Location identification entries
■ ■ ■ ■ ■ ■ ■
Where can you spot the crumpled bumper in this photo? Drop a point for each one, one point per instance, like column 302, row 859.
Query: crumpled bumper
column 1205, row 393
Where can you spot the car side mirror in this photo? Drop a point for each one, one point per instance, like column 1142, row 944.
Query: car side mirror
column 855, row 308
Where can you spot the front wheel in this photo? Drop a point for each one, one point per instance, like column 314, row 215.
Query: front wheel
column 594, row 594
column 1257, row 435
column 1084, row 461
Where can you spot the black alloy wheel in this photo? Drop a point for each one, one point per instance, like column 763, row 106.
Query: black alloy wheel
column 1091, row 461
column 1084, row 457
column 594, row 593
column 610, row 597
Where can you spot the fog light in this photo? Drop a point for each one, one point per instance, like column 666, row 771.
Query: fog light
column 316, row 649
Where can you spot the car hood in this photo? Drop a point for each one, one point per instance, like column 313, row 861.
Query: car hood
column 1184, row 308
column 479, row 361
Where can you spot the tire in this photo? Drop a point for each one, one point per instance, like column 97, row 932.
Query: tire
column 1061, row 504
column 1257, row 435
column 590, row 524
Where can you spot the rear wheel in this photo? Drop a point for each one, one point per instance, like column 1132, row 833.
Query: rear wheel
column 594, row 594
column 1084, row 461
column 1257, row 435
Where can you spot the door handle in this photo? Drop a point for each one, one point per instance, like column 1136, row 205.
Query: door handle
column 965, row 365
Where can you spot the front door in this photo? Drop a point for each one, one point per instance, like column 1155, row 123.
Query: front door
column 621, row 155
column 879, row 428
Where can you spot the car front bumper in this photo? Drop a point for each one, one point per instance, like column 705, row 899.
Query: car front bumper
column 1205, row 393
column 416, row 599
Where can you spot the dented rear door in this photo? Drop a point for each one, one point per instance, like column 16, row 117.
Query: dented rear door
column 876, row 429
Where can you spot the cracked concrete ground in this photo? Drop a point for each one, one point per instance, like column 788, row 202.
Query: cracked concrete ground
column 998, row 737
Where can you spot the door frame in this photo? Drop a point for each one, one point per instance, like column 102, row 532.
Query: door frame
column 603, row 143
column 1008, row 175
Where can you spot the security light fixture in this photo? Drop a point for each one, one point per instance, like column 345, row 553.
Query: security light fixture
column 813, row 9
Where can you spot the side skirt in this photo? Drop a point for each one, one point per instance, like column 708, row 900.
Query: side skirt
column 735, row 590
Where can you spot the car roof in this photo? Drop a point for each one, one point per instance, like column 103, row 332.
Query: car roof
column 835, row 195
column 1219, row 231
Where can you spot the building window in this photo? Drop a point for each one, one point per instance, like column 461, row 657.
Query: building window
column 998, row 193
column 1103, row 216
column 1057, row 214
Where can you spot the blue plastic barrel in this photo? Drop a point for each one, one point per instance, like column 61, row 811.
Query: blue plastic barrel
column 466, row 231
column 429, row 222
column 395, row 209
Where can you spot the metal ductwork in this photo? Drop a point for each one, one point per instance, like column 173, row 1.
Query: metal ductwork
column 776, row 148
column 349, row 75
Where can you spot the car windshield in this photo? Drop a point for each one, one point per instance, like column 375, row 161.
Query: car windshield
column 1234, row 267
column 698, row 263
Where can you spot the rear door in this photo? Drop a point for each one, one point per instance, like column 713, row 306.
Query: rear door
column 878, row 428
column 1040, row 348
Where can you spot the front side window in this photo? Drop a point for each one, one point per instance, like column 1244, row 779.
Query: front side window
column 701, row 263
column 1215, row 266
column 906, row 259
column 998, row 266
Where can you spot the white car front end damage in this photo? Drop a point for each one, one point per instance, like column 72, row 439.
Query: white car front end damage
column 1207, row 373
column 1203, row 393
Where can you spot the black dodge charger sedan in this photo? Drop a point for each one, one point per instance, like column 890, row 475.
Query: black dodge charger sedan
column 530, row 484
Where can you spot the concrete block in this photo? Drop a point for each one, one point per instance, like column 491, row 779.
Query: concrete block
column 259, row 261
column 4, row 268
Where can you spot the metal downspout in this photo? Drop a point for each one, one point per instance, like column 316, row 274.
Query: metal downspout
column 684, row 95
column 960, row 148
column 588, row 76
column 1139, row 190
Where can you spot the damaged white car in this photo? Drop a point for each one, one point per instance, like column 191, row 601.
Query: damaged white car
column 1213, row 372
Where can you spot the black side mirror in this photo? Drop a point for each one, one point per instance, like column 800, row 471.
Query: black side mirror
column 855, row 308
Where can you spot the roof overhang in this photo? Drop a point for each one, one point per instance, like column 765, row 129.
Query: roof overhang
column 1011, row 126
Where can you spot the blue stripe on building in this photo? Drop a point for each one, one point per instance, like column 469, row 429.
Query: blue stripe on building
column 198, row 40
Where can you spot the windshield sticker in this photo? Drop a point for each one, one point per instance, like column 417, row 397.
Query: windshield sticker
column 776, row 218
■ ■ ■ ■ ■ ■ ■
WHAT THE EXERCISE ASKS:
Recast the rows above as a Markdown table with the columns Row and Line, numbering each line and leaving out any blank lines.

RESULT OF THIS TASK:
| Row | Line |
|---|---|
| 1 | Where can you spot the crumpled bumper in this photo? Drop a point for each one, one point per instance, like column 302, row 859. |
| 2 | Query: crumpled bumper |
| 3 | column 1205, row 393 |
| 4 | Where can you spot the car side mirror in this photo? Drop a point for each one, one point per instance, like column 1142, row 944. |
| 5 | Query: car side mirror |
| 6 | column 855, row 308 |
| 7 | Where can you spot the front wheel in this photo? Drop a point for each one, one point per instance, like column 314, row 215. |
| 8 | Query: front wheel |
| 9 | column 594, row 594 |
| 10 | column 1257, row 435 |
| 11 | column 1084, row 461 |
| 12 | Where can you spot the black alloy wheel in this photo? Drop a point for each one, one point per instance, like column 763, row 106. |
| 13 | Query: black alloy wheel |
| 14 | column 1091, row 461 |
| 15 | column 1084, row 457 |
| 16 | column 594, row 593 |
| 17 | column 610, row 597 |
| 18 | Where can you spot the fog light in this photo? Drop a point for each one, one point per instance, like column 666, row 771. |
| 19 | Query: fog light |
| 20 | column 316, row 649 |
| 21 | Where can you spot the car hood in this photo? Drop a point for each one, one point per instance, like column 313, row 861. |
| 22 | Query: car hood |
| 23 | column 1184, row 308 |
| 24 | column 479, row 361 |
| 25 | Where can you spot the tire in this photo? Drop a point for each one, one point per instance, like column 97, row 932. |
| 26 | Query: tire |
| 27 | column 1061, row 504 |
| 28 | column 1257, row 435 |
| 29 | column 590, row 524 |
| 30 | Where can you spot the rear wheel in this photo? Drop a point for each one, one point per instance, like column 1132, row 833. |
| 31 | Query: rear wheel |
| 32 | column 594, row 594 |
| 33 | column 1084, row 461 |
| 34 | column 1257, row 435 |
| 35 | Where can you spot the door handle in this photo? Drop a point for each one, one point per instance, like column 1136, row 205. |
| 36 | Query: door handle |
| 37 | column 965, row 365 |
| 38 | Where can you spot the front door in this photo? Drop a point for each one, one point per instance, like column 1155, row 123. |
| 39 | Query: front door |
| 40 | column 621, row 155 |
| 41 | column 879, row 428 |
| 42 | Where can you spot the car front bumper in this photo? Drop a point for each one, one point per instance, like column 705, row 899. |
| 43 | Query: car front bumper |
| 44 | column 1205, row 393 |
| 45 | column 416, row 599 |
| 46 | Where can you spot the dented rear door in this photo? Drop a point for each one, one point per instance, like column 16, row 117. |
| 47 | Query: dented rear door |
| 48 | column 876, row 429 |
| 49 | Where can you spot the cracked concrete ground in this photo? Drop a point for each one, one point per instance, like column 788, row 202. |
| 50 | Query: cracked concrete ground |
| 51 | column 998, row 737 |
| 52 | Where can you spot the door frame in this photo? Drop a point for each one, one point per instance, like column 102, row 532. |
| 53 | Query: door frame |
| 54 | column 603, row 143 |
| 55 | column 1008, row 175 |
| 56 | Where can you spot the security light fixture in this photo? Drop a point for each one, one point per instance, like column 345, row 553. |
| 57 | Query: security light fixture |
| 58 | column 813, row 9 |
| 59 | Where can you spot the side skirt in this photo? Drop a point for each one, one point per instance, like column 708, row 900. |
| 60 | Query: side skirt |
| 61 | column 735, row 590 |
| 62 | Where can you spot the car roof in this photo? Drop a point for each one, one point per instance, like column 103, row 332. |
| 63 | Query: car roof |
| 64 | column 835, row 195 |
| 65 | column 1219, row 231 |
| 66 | Where can you spot the building window in this photo? Drop a point for each one, one point per instance, like column 461, row 657. |
| 67 | Query: building window |
| 68 | column 998, row 193 |
| 69 | column 1103, row 216 |
| 70 | column 1057, row 214 |
| 71 | Where can you spot the blue plastic barrel in this photo? Drop a point for each one, one point per instance, like column 61, row 811. |
| 72 | Query: blue plastic barrel |
| 73 | column 466, row 231 |
| 74 | column 429, row 222 |
| 75 | column 395, row 209 |
| 76 | Where can you spot the metal ductwork in this photo? Drop a point for each one, one point per instance, like column 173, row 1. |
| 77 | Query: metal ductwork |
| 78 | column 776, row 148 |
| 79 | column 349, row 75 |
| 80 | Where can you spot the car windshield in this photo? Drop a point for each one, one point per instance, like column 375, row 161. |
| 81 | Query: car windshield |
| 82 | column 1234, row 267 |
| 83 | column 698, row 263 |
| 84 | Where can you spot the rear door in this photo? Drop a point for each one, one point per instance, like column 713, row 306. |
| 85 | Query: rear door |
| 86 | column 878, row 428 |
| 87 | column 1040, row 348 |
| 88 | Where can you spot the front side window in this photo? Drop a point for each one, one point per instance, like column 1244, row 779. |
| 89 | Query: front side window |
| 90 | column 701, row 263 |
| 91 | column 1215, row 266 |
| 92 | column 906, row 259 |
| 93 | column 998, row 266 |
| 94 | Where can you spot the white car front end damage in this photo? Drop a point for each one, one point per instance, like column 72, row 439. |
| 95 | Query: white car front end damage |
| 96 | column 1207, row 373 |
| 97 | column 1203, row 393 |
| 98 | Where can you spot the black dodge charger sedan in this photo? Drop a point for each one, one point per instance, like column 890, row 475. |
| 99 | Query: black dodge charger sedan |
| 100 | column 530, row 484 |
| 101 | Where can you spot the concrete block in this photo? Drop a point for each one, one point per instance, like column 491, row 779. |
| 102 | Query: concrete block |
| 103 | column 259, row 261 |
| 104 | column 4, row 268 |
| 105 | Where can you spot the metal downspout in this photo? Drop a point for each one, one point per instance, like column 316, row 274. |
| 106 | Query: metal downspout |
| 107 | column 684, row 95 |
| 108 | column 960, row 148 |
| 109 | column 588, row 76 |
| 110 | column 1139, row 190 |
| 111 | Where can you spot the damaged white car in this photo? Drop a point for each one, one point per instance, like column 191, row 601. |
| 112 | Query: damaged white car |
| 113 | column 1213, row 372 |
| 114 | Where can you spot the black side mirror in this photo? Drop a point for each one, one point per instance, like column 800, row 471. |
| 115 | Query: black side mirror |
| 116 | column 855, row 308 |
| 117 | Where can you spot the roof overhang in this photo? Drop a point for each one, one point per instance, like column 765, row 129. |
| 118 | Query: roof overhang |
| 119 | column 1011, row 126 |
| 120 | Where can you spot the blue stripe on building in this photo? Drop a point for each one, one point per instance, like column 469, row 429. |
| 121 | Query: blue stripe on building |
| 122 | column 198, row 40 |
| 123 | Where can you spot the windshield sticker in this photo? Drop a point for each one, one point per instance, like column 417, row 397. |
| 124 | Query: windshield sticker |
| 125 | column 776, row 218 |